» Objetivo da tarefa
Reproduza literalmente todas as linhas a seguir, sem alterar nenhum caractere.

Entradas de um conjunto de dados
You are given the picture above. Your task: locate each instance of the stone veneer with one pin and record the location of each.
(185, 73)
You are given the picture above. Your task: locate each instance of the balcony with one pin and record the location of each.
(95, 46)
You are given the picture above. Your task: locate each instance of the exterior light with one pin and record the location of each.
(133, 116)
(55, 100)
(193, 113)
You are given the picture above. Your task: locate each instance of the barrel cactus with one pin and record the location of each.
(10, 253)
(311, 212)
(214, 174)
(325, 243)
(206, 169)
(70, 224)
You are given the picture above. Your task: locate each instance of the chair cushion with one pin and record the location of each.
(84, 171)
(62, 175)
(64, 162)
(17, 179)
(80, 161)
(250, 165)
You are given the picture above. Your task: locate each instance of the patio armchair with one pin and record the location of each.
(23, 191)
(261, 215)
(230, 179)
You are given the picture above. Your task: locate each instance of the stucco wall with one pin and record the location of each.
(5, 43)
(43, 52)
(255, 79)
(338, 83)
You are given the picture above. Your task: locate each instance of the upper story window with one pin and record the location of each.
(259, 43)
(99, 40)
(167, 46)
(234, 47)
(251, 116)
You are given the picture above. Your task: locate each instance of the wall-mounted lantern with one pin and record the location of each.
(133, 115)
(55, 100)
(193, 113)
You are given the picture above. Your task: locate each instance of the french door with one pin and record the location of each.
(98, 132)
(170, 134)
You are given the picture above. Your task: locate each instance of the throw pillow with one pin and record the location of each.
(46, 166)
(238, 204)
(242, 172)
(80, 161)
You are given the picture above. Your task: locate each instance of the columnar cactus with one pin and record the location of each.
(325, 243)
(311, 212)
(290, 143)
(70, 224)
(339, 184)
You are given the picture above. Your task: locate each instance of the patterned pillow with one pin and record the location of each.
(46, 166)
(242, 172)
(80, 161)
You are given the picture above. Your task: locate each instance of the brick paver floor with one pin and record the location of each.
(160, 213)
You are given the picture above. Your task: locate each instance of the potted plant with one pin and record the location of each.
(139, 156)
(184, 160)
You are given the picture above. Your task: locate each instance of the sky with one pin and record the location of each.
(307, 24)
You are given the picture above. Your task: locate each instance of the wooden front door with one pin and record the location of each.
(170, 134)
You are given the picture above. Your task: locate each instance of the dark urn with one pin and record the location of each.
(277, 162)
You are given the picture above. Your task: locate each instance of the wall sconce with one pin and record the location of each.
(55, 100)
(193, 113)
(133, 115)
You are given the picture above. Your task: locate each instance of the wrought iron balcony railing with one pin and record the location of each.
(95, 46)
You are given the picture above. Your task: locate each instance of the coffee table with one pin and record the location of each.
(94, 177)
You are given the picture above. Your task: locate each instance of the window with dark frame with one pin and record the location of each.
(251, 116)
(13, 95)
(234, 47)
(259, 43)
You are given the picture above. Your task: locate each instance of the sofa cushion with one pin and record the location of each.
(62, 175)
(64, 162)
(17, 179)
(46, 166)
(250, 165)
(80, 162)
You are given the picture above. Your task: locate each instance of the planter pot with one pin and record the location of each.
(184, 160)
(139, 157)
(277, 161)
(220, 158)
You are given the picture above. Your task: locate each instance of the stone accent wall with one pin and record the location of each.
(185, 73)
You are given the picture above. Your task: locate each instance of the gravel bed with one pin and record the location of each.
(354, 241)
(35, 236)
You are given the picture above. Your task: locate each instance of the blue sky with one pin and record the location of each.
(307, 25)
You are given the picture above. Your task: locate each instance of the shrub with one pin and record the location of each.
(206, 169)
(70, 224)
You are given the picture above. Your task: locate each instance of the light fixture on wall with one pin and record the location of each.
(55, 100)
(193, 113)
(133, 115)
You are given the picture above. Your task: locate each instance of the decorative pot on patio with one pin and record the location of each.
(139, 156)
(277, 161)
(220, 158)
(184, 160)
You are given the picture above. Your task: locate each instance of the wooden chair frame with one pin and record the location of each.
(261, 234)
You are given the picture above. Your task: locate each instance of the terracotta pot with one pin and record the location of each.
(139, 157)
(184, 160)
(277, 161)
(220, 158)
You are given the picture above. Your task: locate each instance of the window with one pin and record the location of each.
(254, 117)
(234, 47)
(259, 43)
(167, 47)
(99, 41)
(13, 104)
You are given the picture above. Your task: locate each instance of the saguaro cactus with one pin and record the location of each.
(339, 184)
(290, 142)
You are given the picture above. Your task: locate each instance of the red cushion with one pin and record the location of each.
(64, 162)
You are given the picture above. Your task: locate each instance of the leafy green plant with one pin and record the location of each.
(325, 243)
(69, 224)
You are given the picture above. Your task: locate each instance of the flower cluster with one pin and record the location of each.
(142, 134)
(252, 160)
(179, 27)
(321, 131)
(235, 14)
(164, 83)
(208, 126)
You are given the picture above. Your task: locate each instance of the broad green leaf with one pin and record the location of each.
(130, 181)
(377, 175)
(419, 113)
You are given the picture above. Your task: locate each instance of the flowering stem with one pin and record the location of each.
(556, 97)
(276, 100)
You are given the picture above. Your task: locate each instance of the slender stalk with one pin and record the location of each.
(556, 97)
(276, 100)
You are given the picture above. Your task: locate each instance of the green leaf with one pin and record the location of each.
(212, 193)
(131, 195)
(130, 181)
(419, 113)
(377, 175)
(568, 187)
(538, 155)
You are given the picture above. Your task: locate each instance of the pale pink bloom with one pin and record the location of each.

» Resposta final
You are given the picture above. Your task: locate each instance of the stone veneer with one pin and record the location of each.
(185, 73)
You are given the picture above. Your task: locate each instance of the balcony with one pin and record the location of each.
(95, 46)
You are given the picture above. Your task: locate each instance of the exterior light with one pin and record the location of each.
(133, 116)
(55, 100)
(193, 113)
You are given the picture above. Your task: locate each instance of the barrel cactus with one pin and record the location of each.
(10, 253)
(311, 212)
(214, 174)
(325, 243)
(206, 169)
(70, 224)
You are given the picture above. Your task: locate each instance of the chair cushion with one pin and record the location of each.
(84, 171)
(62, 175)
(64, 162)
(17, 179)
(80, 161)
(250, 165)
You are given the picture above. Your task: locate each instance of the patio armchair with one pin and record the location of each.
(23, 191)
(261, 215)
(230, 179)
You are given the picture above. Your task: locate each instance of the stucco wall with one pin and record the location of each.
(5, 43)
(43, 52)
(255, 79)
(338, 83)
You are given the picture above. Your task: locate each instance of the upper story window with one pin and record the location of each.
(259, 43)
(99, 40)
(167, 46)
(234, 47)
(251, 116)
You are given the picture above. Your task: locate each instance of the wall-mounted lantern with one pin and record the location of each.
(133, 115)
(55, 100)
(193, 113)
You are given the picture above. Your task: locate each instance of the french door with one pin and record the location of each.
(98, 132)
(170, 134)
You are given the picture above. Your task: locate each instance of the throw pillow with one pin and record the location of each.
(46, 166)
(238, 204)
(242, 172)
(80, 161)
You are given the picture above. Your task: locate each instance of the columnar cactus with one pin and record the location of each.
(325, 243)
(311, 212)
(290, 143)
(70, 224)
(339, 184)
You are given the picture above. Your task: locate each instance of the patterned pillow with one pin and record the location of each.
(46, 166)
(242, 172)
(80, 161)
You are given the picture above. Your task: locate each instance of the brick paver floor with one pin and record the location of each.
(160, 213)
You are given the picture above. Your task: locate each instance of the potted plant with one pin and record the location of each.
(139, 156)
(184, 160)
You are given the picture above. Your task: locate each instance of the sky with one pin and record the location of each.
(307, 24)
You are given the picture above. Your task: locate each instance of the wooden front door with one pin and record the location of each.
(170, 134)
You are given the picture above. Your task: locate each instance of the dark urn with one pin and record the location of each.
(277, 162)
You are given the picture above. Your task: locate each instance of the wall sconce with one pin and record the location of each.
(55, 100)
(193, 113)
(133, 115)
You are given the picture above. Your task: locate each instance of the wrought iron balcony railing with one pin and record the location of each.
(95, 46)
You are given the picture above. Your task: locate each instance of the coffee table with one pin and record the location of each.
(94, 177)
You are given the picture above. Your task: locate each instance of the window with dark frame with one pin and record the location of each.
(251, 116)
(13, 95)
(234, 47)
(259, 43)
You are given the picture above. Your task: locate each instance of the sofa cushion with one pin and record the location of each.
(62, 175)
(64, 162)
(17, 179)
(46, 166)
(250, 165)
(80, 162)
You are given the picture above. Your task: locate each instance of the planter pot with one pin and record the location of each.
(184, 160)
(139, 157)
(277, 161)
(220, 158)
You are given the picture above. Your task: locate each instance of the stone accent wall with one pin and record the location of each.
(185, 73)
You are given the picture above. Your task: locate each instance of the gravel bed with one pin and record the location of each.
(354, 241)
(35, 236)
You are given the picture above. Your task: locate each instance of the blue sky with one pin and record the location of each.
(307, 25)
You are given the picture above. Your task: locate each instance of the shrub with one pin and record the location of each.
(206, 169)
(70, 224)
You are given the picture above. Your task: locate each instance of the light fixture on wall with one pin and record the location of each.
(55, 100)
(193, 113)
(133, 115)
You are given the picture above. Your task: locate each instance of the decorative pot on patio with one pin and record the location of each.
(139, 156)
(277, 161)
(220, 158)
(184, 160)
You are given the picture above. Your task: locate each instance of the wooden chair frame with one pin and record the location of each.
(261, 234)
You are given the picture above. Your task: locate each instance of the terracotta pot with one pin and record the location of each.
(139, 157)
(184, 160)
(277, 161)
(220, 158)
You are given the picture above. Your task: locate each instance of the window with one pin and record the location of each.
(254, 117)
(234, 47)
(259, 43)
(167, 47)
(99, 41)
(13, 104)
You are given the picture above. Your task: locate each instance of the saguaro cactus with one pin and record the location of each.
(339, 184)
(290, 142)
You are given the picture above. Your task: locate each instance of the red cushion with one pin and record the location of each.
(64, 162)
You are given the picture above. Your task: locate each instance of the leafy green plant with one pin and record the location of each.
(325, 243)
(69, 224)
You are given the picture above. Your task: locate each instance of the flower cluster with one pin and record the location of each.
(142, 134)
(252, 160)
(179, 27)
(321, 131)
(235, 14)
(164, 83)
(208, 126)
You are given the picture above. Your task: locate each instance of the broad green leaf with one pin and record the location of each.
(130, 181)
(377, 175)
(419, 113)
You are given the picture above. Your task: locate each instance of the flowering stem with one pin and record the location of each.
(556, 97)
(276, 100)
You are given the picture above. Your task: locate each instance of the slender stalk with one pin and record the location of each.
(556, 97)
(276, 100)
You are given the picture above. Your task: locate each instance of the green leaf with one pin and record the location of each.
(212, 193)
(131, 195)
(130, 181)
(419, 113)
(377, 175)
(568, 187)
(538, 155)
You are given the picture above. Your task: locate each instance of the pale pink bloom with one pin and record the location of each.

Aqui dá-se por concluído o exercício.